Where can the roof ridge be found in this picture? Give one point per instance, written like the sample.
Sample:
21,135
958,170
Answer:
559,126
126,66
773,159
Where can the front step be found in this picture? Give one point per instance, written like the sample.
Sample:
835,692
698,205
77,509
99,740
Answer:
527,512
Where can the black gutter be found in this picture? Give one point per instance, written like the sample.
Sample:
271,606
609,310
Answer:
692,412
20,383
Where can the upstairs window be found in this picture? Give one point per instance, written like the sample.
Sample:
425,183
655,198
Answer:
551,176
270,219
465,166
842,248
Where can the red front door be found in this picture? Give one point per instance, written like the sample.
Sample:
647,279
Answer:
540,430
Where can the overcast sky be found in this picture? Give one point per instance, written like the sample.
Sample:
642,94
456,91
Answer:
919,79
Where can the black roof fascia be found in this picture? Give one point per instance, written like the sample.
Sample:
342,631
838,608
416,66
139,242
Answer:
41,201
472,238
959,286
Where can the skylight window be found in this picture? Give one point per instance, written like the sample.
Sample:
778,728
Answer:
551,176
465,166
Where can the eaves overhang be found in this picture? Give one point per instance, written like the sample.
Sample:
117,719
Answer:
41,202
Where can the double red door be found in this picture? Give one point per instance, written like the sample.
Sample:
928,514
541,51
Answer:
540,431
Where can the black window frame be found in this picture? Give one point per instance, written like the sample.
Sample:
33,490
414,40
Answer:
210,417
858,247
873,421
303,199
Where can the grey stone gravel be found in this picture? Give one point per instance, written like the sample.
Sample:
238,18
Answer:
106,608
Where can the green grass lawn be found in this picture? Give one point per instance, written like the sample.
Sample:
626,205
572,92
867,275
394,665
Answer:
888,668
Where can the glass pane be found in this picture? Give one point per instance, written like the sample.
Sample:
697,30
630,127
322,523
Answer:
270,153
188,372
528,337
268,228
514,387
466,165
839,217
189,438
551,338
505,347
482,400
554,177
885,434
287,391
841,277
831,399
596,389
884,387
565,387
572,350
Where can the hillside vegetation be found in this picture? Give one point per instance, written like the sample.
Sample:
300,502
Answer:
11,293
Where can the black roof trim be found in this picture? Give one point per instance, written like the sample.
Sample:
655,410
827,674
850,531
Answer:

------------------------------

Repeat the data. Every word must match.

Where can the roof ridge be found in this picture? Give one point per instance, written like the sample.
Sample:
21,135
958,170
Answer:
559,126
126,66
773,159
Where can the front step be found in this picture? Give one point per instance, written like the sample.
Sample:
835,692
698,205
77,509
99,740
Answer:
527,512
Where can the black gutter be found in this picture? Give one point per instance, written like the sample.
Sample:
271,606
609,310
Answer:
692,412
20,383
Where can the upstairs window be found in this picture? Give one point per instance, written like the sample.
Sample:
425,183
655,198
Answer:
551,176
270,219
465,166
842,248
Where can the red front door be found in this picture? Give one point per instance, written like the sample.
Sample:
647,279
Answer:
540,430
Where can the overcast sky be found in this picture? Give one point per instance, written like the sample.
Sample:
642,94
456,91
Answer:
919,79
Where can the black roof fascia be found in this picture? Give one point per instance, written like the sample.
Sample:
342,631
838,608
416,66
139,242
Answer:
41,201
472,238
959,286
Where can the skylight window be found in this picture? Give one point per instance, written like the sample.
Sample:
778,728
Answer:
551,176
465,166
Where can the eaves overhang be found in this picture? Give one point per instance, written like the sample.
Sample:
117,719
Answer:
41,202
Where can the double red door be found in this picture? Give one point per instance, written like the sample.
Sample:
928,514
541,51
Answer:
540,431
Where can the black window frame be found in this picture? Give one point per instance, written like the sample.
Sample:
33,490
414,40
Answer:
210,417
858,247
873,421
303,199
Where can the grey stone gravel be found in this picture? Give one point per instance, written like the sample.
Sample:
238,18
Answer:
106,608
Where can the green grass lawn be found in this picture? Give one point per instance, written like the sample.
Sample:
626,205
572,92
867,275
394,665
Answer:
888,668
Where can the glass pane be found in this picture? Give one point per instance, written like the sample.
Sample:
697,30
630,127
322,523
Answer:
270,153
188,372
528,337
268,228
514,387
466,165
839,217
189,438
551,338
505,347
482,400
554,177
885,434
287,391
841,277
831,399
596,389
884,387
565,387
572,350
Where can the hillside vegetation be found in this picture? Give one point per instance, written like the sample.
Sample:
300,502
Answer:
11,293
Where can the black roof trim be found in this picture? Give one point per instance, written like the sample.
Sample:
655,410
827,674
850,531
Answer:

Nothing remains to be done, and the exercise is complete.